■ EXTRACTED RECORDS
━━━━━━━━
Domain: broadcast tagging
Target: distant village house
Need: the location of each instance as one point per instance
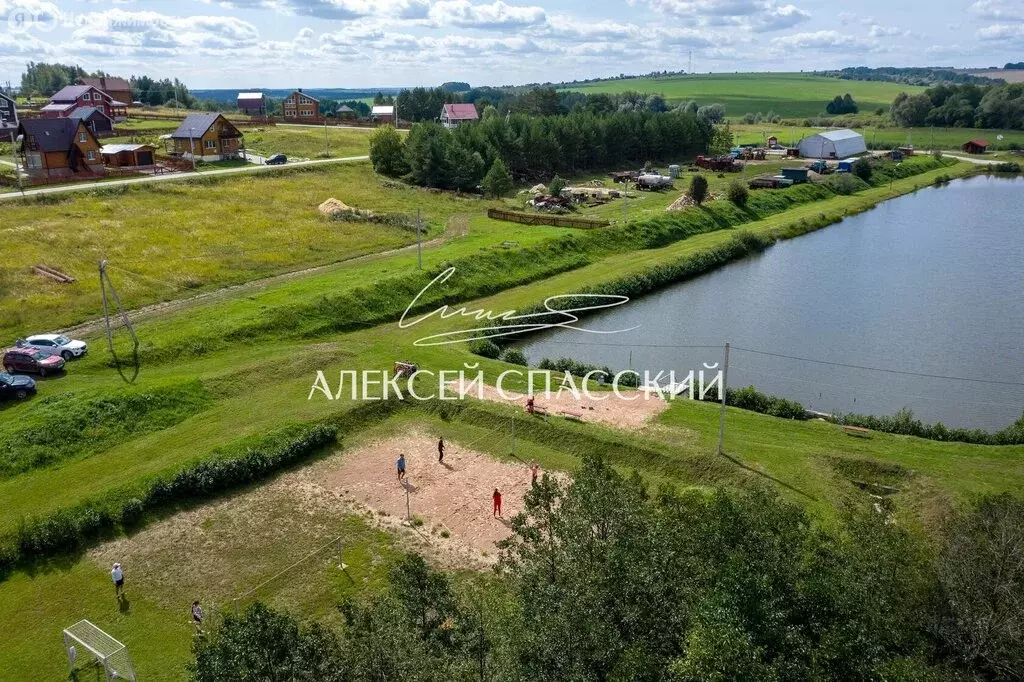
(454, 116)
(207, 137)
(55, 147)
(65, 101)
(300, 107)
(252, 103)
(98, 123)
(383, 113)
(8, 117)
(118, 88)
(977, 145)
━━━━━━━━
■ TASK PROMPT
In repeating the entries, exclude the pictures and alter nothing else.

■ ANSWER SPACE
Domain: broadcast tagging
Target: distant village house
Need: the location of each instance as one point per instance
(454, 116)
(207, 137)
(55, 147)
(65, 101)
(300, 107)
(252, 103)
(98, 123)
(383, 113)
(8, 117)
(118, 88)
(977, 145)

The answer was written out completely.